* [Supplied entries]
-------------------------
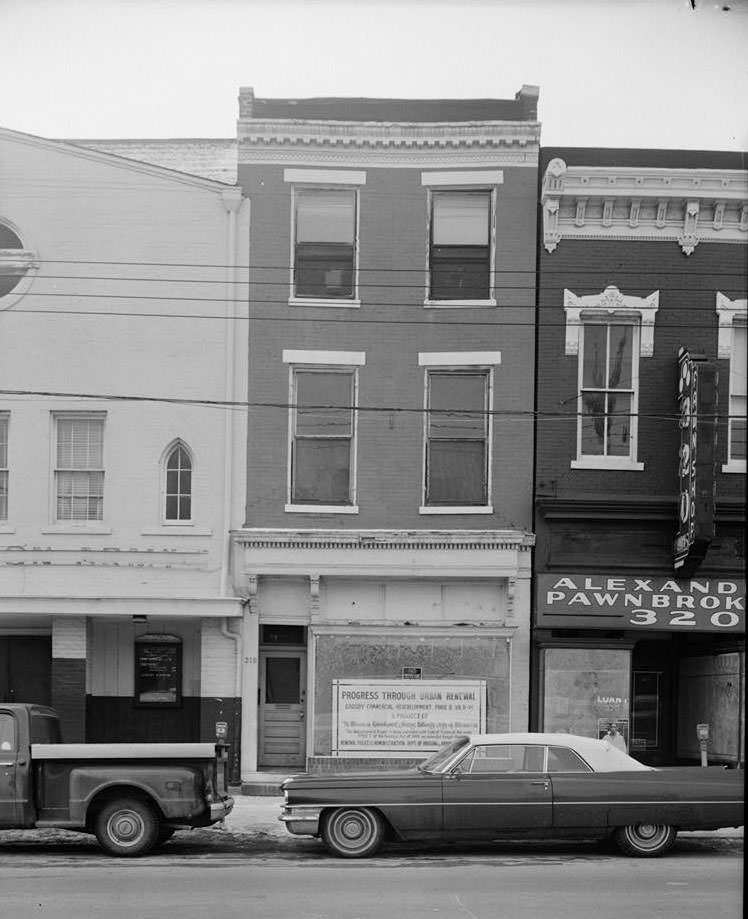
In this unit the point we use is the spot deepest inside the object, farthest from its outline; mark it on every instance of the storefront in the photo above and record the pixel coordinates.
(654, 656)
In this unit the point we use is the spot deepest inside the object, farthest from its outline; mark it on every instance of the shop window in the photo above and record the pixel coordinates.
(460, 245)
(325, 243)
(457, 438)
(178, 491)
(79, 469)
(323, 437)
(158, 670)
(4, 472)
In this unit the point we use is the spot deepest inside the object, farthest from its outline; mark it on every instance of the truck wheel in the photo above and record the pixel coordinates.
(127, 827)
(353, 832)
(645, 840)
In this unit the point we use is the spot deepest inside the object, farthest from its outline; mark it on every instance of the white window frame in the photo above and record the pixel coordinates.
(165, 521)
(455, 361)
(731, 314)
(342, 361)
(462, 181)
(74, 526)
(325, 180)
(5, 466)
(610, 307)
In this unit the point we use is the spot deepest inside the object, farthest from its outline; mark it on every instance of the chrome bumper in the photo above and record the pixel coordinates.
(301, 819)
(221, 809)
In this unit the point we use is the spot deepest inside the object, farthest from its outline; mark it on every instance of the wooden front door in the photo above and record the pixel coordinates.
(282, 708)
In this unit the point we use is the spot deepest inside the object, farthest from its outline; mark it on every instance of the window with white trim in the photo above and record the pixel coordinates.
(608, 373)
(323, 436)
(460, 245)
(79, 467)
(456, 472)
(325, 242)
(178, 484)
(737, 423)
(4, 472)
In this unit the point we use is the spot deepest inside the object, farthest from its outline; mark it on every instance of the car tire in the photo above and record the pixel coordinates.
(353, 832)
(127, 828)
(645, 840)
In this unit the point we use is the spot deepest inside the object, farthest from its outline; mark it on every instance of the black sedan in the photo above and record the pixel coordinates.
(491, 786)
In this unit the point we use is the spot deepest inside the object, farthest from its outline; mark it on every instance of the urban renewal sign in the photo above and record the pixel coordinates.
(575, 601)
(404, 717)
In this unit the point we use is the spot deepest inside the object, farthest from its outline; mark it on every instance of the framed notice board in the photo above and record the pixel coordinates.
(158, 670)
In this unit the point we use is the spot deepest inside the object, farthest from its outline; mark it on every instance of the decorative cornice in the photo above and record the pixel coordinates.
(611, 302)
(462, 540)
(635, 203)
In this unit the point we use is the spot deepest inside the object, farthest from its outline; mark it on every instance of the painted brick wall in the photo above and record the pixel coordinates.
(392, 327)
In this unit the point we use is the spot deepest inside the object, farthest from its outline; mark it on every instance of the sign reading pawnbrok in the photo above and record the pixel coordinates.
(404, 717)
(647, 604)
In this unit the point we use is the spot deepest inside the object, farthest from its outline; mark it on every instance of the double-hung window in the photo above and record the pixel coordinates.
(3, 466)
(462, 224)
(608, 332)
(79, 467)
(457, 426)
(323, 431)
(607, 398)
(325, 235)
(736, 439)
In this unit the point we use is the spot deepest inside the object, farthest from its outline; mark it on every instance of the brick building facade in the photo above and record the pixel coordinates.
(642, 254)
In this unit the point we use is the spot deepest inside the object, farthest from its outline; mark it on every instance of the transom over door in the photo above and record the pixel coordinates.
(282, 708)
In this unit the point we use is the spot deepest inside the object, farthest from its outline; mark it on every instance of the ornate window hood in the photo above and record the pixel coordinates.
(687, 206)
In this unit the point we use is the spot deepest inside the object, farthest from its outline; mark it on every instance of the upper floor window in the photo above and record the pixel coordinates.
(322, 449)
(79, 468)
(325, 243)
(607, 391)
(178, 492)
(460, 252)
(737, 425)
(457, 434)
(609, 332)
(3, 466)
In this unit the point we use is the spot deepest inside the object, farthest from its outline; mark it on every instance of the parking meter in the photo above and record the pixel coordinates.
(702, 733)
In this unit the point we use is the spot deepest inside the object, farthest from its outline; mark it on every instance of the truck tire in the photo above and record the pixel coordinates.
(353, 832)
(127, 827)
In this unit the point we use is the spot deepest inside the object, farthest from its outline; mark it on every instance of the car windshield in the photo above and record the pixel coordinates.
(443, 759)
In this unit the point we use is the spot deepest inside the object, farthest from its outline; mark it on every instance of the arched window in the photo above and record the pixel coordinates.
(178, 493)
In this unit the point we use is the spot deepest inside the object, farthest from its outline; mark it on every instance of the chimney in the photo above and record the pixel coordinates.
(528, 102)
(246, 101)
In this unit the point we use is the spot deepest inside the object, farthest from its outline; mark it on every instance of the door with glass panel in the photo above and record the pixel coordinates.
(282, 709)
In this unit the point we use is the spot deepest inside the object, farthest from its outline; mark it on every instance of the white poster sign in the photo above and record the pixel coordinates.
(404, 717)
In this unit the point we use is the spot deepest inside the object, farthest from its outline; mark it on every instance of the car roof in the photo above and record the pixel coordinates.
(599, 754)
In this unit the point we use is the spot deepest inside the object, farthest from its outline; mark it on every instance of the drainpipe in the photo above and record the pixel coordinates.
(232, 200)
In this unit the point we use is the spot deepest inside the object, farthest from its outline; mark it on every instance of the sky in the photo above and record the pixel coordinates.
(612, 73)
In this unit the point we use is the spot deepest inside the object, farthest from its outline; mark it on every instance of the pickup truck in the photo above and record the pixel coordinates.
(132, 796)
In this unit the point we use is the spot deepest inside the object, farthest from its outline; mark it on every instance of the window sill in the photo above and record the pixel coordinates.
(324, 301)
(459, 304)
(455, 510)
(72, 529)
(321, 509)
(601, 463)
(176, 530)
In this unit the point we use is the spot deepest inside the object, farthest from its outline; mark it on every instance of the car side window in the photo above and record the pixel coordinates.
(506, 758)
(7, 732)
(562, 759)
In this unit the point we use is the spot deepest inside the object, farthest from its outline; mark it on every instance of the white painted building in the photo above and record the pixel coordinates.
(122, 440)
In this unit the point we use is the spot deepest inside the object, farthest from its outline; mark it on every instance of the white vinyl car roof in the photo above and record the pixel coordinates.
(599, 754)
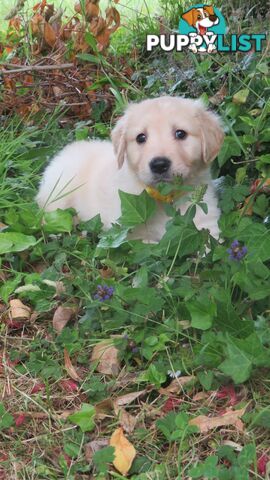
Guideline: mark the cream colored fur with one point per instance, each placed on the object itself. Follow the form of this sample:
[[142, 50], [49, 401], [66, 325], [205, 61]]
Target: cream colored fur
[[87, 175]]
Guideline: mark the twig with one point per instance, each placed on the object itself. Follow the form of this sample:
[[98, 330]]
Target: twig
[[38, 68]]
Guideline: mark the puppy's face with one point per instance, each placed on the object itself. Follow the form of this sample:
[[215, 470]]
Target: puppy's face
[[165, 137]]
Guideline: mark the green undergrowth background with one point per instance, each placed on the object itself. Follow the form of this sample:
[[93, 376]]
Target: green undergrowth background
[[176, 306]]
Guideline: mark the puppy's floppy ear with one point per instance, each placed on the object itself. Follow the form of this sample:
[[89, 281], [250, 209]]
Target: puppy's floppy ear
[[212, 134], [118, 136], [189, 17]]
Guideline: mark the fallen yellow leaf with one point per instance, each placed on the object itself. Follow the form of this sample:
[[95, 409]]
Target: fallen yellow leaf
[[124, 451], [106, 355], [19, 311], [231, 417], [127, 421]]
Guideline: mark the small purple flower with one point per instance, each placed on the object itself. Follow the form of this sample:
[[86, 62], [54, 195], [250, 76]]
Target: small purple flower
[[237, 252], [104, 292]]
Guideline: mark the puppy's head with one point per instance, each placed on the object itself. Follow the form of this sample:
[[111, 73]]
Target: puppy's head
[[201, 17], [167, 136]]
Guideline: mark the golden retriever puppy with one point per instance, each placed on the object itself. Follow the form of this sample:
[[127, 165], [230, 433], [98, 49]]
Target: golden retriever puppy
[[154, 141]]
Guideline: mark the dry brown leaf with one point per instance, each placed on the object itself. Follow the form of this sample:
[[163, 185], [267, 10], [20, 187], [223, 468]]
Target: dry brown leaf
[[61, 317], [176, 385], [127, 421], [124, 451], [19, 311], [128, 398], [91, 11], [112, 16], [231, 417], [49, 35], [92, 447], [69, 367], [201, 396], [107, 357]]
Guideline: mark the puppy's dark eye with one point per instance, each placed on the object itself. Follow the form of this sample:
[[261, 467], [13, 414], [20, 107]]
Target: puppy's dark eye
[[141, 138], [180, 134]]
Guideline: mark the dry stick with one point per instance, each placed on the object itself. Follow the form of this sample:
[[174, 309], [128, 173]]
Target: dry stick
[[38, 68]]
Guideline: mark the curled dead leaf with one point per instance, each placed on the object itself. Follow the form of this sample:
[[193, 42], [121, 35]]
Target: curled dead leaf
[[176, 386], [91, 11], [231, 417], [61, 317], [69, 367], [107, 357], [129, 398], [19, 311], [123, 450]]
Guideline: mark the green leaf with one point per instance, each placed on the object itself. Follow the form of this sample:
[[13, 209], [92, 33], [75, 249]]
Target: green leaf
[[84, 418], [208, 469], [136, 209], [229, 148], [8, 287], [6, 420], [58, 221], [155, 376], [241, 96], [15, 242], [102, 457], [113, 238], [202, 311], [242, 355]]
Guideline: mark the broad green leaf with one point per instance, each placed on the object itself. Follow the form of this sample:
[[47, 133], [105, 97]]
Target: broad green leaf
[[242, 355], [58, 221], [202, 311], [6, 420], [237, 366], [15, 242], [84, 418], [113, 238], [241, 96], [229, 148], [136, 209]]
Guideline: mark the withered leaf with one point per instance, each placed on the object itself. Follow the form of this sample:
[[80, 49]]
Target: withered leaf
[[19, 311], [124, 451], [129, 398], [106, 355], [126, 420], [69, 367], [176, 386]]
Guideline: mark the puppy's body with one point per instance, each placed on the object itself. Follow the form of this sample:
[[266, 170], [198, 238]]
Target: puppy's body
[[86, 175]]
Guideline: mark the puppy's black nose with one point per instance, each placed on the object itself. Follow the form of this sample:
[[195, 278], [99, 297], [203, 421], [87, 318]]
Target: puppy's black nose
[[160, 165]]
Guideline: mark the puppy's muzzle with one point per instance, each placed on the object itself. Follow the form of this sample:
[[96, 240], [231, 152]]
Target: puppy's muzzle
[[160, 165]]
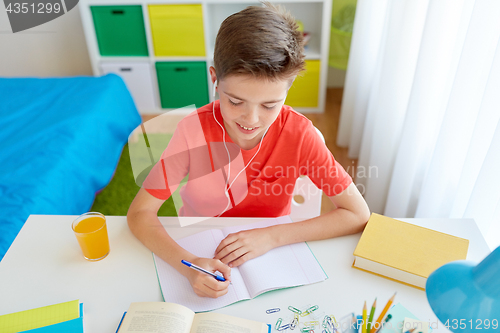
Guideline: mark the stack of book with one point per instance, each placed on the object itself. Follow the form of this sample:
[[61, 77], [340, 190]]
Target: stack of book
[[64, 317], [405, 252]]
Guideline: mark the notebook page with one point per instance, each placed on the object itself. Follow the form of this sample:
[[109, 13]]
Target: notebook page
-------------------------
Going by the data above, give back only the lines from the one containing "Target: puppy's black nose" through the one containing "Guideline: mark the stack", exactly as they stand, both ends included and no images.

* [Answer box]
Target: puppy's black nose
[[160, 165]]
Guideline: mark the puppy's muzzle with one point per instance, each placed on the object itself. Follow the form of this sample:
[[96, 240], [231, 152]]
Target: puppy's muzzle
[[160, 165]]
Guideline: mark the stack of book with one point per instance, each placed on the object itself. Follow the form of this sample:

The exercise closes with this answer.